◆ **RAW DATA**
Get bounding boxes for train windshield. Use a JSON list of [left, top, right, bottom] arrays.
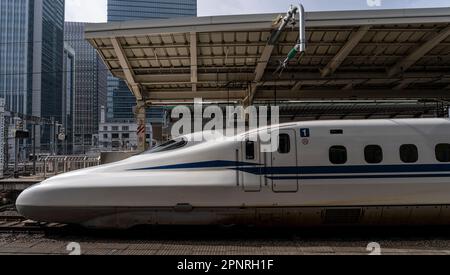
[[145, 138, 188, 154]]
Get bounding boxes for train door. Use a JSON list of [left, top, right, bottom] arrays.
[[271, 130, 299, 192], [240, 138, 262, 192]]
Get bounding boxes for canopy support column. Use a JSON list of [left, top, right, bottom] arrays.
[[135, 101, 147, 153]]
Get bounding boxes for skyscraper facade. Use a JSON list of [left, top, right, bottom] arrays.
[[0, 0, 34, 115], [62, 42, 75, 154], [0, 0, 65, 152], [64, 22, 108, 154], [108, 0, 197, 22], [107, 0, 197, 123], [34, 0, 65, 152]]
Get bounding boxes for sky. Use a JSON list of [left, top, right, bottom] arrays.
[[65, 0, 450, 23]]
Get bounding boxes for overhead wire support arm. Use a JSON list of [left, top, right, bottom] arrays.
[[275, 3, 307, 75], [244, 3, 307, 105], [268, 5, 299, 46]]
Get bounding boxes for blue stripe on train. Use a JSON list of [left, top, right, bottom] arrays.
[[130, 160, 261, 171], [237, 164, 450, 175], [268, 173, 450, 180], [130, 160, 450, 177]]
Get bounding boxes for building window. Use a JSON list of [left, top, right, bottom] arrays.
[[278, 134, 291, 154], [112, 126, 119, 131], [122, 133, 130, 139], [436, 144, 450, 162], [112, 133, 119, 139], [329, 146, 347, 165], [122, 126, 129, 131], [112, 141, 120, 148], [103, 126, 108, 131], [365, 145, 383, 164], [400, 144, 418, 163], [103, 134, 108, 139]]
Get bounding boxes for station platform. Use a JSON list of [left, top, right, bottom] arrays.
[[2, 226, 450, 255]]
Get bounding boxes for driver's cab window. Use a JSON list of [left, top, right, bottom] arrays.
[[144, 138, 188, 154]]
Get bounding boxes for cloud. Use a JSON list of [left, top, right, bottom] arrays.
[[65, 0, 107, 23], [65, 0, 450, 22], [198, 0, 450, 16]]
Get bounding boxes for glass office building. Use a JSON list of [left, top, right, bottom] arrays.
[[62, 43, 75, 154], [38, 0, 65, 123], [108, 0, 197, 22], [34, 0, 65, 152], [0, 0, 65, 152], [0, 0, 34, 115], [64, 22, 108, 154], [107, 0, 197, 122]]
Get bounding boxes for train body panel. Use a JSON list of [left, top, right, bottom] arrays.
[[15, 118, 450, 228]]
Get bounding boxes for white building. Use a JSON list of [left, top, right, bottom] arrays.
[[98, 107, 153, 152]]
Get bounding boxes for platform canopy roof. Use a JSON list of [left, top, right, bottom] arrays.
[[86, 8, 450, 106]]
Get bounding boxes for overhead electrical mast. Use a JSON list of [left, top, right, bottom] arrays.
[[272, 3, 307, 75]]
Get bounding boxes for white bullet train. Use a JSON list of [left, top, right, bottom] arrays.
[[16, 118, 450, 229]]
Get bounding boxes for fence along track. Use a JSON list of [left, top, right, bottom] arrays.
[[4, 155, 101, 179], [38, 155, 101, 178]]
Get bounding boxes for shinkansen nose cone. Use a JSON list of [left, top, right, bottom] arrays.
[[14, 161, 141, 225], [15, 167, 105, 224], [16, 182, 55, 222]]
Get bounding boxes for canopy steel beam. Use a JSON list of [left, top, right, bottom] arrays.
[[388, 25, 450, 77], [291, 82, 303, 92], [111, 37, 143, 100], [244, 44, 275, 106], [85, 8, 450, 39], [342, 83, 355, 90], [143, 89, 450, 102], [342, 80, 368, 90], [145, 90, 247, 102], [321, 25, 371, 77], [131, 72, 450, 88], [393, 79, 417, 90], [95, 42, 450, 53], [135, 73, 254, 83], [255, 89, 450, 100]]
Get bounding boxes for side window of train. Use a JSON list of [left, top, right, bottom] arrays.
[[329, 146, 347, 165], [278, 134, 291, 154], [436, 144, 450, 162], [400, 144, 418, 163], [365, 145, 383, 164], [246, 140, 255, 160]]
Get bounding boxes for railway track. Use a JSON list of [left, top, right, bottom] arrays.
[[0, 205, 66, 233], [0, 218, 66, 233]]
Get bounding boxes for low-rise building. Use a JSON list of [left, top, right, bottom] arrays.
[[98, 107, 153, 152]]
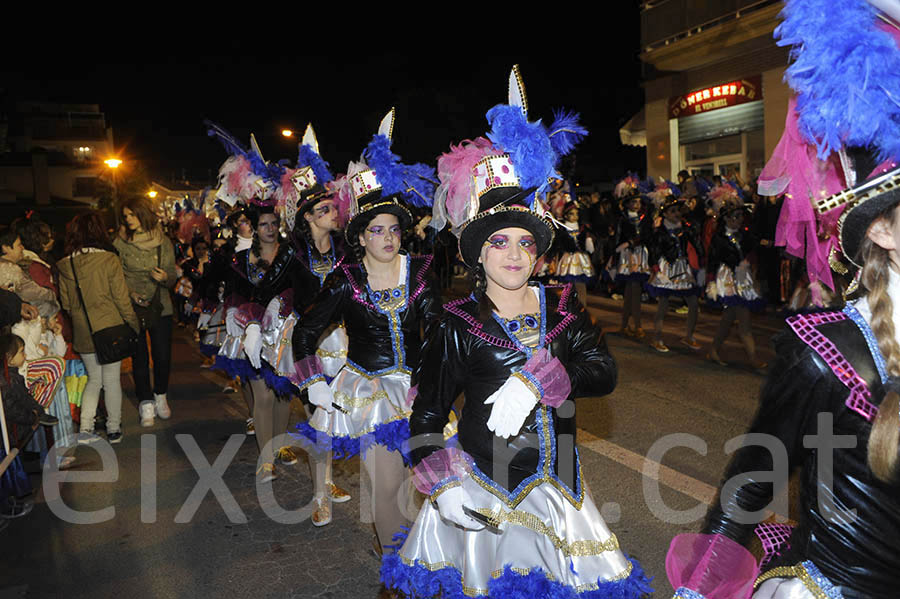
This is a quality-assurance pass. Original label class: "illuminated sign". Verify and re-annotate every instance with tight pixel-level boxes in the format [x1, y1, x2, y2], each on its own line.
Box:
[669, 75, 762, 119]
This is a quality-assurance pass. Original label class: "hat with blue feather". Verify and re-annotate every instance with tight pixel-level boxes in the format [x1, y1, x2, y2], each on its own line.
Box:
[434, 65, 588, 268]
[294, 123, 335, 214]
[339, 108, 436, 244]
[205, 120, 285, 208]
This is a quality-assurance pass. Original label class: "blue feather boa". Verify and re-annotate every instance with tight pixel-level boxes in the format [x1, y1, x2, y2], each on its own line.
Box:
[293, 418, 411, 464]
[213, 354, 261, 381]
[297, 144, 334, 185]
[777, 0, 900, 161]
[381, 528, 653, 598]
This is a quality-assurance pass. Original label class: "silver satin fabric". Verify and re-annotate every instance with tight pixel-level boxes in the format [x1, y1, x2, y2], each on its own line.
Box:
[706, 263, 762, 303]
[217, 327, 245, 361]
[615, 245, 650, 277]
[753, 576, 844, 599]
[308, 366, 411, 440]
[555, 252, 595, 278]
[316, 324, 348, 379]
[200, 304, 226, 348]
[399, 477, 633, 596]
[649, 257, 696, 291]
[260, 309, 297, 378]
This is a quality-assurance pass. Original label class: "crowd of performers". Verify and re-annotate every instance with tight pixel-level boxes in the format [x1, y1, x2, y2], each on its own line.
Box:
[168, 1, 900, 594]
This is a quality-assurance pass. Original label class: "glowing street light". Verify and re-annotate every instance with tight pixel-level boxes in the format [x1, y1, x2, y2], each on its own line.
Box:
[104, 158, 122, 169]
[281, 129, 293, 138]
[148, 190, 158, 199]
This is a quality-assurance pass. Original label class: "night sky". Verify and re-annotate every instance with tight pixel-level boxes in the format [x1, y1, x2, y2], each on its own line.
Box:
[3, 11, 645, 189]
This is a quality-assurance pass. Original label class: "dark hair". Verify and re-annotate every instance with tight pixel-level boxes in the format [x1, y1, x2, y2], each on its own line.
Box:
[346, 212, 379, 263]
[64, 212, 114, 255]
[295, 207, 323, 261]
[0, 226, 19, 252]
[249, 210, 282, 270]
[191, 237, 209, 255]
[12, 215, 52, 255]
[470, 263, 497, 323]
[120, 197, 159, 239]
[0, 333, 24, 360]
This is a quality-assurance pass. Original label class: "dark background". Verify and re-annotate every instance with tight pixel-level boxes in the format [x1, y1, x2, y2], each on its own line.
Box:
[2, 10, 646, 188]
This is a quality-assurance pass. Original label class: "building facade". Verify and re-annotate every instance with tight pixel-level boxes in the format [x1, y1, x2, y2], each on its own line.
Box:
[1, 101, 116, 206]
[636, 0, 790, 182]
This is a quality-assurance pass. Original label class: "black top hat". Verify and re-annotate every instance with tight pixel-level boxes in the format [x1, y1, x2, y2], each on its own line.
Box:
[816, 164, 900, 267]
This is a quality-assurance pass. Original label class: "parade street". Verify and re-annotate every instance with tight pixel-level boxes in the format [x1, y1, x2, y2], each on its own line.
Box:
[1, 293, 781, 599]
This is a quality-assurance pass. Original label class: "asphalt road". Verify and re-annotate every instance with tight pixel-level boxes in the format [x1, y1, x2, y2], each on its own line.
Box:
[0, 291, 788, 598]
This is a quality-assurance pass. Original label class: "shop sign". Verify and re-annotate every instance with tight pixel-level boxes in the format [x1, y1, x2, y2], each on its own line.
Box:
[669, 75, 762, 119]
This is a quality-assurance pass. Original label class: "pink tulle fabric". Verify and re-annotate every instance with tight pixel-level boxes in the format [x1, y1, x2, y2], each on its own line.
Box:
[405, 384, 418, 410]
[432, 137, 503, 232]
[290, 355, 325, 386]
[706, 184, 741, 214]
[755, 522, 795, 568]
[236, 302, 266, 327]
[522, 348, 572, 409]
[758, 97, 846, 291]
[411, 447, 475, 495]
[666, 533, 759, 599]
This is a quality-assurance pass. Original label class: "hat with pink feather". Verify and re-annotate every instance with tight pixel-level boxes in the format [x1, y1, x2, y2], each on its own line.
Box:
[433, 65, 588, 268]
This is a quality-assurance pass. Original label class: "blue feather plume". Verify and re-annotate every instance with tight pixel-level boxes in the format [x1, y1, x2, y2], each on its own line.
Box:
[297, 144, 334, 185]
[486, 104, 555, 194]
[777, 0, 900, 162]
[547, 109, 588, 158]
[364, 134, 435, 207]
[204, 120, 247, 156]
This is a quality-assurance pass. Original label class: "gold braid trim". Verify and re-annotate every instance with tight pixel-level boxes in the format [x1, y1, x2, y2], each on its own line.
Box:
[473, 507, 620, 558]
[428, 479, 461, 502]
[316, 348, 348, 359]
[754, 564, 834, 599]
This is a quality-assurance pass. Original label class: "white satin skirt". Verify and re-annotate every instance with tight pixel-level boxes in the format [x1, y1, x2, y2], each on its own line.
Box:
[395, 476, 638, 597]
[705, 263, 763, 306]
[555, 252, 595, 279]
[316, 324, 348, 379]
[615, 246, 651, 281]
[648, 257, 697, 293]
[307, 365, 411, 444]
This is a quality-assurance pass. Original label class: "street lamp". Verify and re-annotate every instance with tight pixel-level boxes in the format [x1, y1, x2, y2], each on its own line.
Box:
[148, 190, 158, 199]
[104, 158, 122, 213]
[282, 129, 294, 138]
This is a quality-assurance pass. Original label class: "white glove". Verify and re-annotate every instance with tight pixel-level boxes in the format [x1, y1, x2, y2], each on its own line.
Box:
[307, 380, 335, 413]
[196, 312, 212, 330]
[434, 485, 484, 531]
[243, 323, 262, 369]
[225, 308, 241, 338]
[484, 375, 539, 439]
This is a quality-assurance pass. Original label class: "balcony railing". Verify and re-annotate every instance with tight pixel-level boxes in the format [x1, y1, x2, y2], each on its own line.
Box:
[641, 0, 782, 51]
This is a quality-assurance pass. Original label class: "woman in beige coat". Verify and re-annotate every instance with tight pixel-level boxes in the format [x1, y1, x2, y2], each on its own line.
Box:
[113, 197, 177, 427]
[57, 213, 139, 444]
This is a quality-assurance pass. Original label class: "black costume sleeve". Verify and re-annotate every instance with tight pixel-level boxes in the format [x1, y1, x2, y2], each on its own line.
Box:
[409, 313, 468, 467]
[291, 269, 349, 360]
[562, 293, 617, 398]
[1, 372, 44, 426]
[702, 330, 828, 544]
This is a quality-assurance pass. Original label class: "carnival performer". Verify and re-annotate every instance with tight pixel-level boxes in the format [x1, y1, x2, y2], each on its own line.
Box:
...
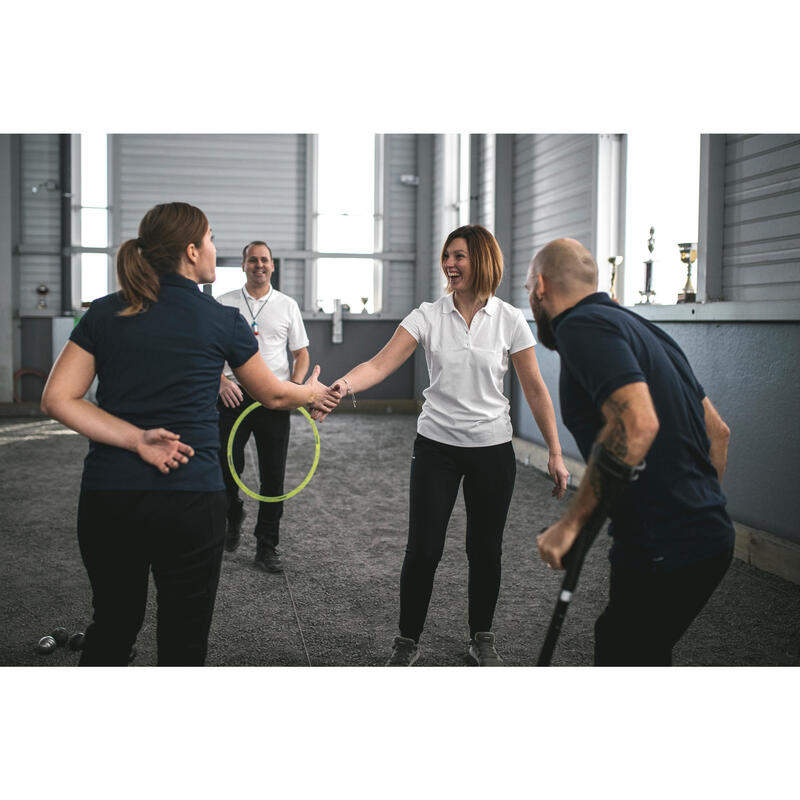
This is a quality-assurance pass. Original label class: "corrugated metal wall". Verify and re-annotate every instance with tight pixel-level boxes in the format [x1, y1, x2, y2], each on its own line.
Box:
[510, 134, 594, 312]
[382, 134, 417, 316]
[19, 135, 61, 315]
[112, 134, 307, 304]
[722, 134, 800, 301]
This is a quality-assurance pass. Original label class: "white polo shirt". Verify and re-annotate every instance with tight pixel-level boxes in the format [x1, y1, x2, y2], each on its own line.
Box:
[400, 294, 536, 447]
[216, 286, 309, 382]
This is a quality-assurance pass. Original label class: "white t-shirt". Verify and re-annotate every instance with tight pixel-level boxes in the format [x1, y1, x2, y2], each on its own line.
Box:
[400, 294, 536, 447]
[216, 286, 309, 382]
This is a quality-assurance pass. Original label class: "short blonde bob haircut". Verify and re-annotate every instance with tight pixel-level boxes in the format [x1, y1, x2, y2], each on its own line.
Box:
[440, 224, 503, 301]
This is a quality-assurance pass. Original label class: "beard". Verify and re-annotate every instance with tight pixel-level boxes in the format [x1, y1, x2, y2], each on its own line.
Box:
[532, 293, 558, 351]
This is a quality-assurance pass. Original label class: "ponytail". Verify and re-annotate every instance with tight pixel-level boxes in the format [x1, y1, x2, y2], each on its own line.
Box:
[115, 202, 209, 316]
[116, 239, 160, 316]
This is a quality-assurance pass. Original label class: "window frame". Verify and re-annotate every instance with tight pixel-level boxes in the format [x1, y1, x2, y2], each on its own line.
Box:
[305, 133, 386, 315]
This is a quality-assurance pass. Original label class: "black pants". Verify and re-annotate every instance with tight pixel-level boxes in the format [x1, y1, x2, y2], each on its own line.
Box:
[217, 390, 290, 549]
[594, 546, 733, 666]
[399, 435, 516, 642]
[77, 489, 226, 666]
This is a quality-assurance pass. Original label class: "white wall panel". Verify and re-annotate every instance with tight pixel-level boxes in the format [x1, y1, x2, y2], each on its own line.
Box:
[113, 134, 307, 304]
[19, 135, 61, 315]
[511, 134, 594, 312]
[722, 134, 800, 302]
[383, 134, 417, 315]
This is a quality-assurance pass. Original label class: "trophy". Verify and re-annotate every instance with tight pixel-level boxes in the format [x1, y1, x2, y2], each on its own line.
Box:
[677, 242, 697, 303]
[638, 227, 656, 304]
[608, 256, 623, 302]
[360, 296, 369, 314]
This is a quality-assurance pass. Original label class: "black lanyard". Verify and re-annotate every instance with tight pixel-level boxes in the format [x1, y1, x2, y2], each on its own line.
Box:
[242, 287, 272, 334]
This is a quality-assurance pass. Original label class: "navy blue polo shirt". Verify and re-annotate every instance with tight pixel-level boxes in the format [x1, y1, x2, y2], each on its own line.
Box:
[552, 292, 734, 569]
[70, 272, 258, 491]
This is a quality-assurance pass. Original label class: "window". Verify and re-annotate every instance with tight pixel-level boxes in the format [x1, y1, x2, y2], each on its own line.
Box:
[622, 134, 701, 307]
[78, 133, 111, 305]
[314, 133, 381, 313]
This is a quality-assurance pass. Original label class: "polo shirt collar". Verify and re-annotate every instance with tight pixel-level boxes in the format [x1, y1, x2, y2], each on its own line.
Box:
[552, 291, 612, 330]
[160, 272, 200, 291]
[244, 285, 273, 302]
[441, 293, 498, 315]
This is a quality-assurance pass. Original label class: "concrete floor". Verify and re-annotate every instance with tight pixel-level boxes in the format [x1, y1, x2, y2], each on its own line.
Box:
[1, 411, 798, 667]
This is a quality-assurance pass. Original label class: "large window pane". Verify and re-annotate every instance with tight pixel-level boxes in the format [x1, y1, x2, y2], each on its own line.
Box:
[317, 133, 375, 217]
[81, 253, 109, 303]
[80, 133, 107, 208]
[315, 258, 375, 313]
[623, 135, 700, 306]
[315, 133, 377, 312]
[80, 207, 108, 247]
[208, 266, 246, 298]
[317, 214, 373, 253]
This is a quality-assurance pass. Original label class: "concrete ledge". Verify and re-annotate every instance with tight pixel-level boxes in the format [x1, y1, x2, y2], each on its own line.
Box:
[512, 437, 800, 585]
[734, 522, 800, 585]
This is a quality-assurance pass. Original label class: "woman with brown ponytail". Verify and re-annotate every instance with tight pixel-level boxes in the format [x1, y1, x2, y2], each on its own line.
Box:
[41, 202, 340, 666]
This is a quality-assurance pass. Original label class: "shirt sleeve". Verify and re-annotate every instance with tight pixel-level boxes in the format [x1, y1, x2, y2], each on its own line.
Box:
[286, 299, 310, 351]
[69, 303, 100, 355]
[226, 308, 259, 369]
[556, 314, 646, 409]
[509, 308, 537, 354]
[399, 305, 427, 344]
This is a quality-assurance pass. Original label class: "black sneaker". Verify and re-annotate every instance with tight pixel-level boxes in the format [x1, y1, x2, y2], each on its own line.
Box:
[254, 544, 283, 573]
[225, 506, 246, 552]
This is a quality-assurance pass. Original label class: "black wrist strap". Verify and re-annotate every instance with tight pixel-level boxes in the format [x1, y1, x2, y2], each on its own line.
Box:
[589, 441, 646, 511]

◆ **EXERCISE OBJECTIVE**
All lines with the word "ponytail" must be located in the data and copied.

◆ **RESULT**
This is a quality-assurance pass. Original label class: "ponytail". Verify and re-annotate every instance with tight pixel-level boxes in the format [x1, y1, x2, y2], each on its own line.
This is a quality-assurance pass. Original label class: "woman with brown ponytail". Verify and re-annotate every instance with tight pixel-level boxes in the format [x1, y1, x2, y2], each on its own line.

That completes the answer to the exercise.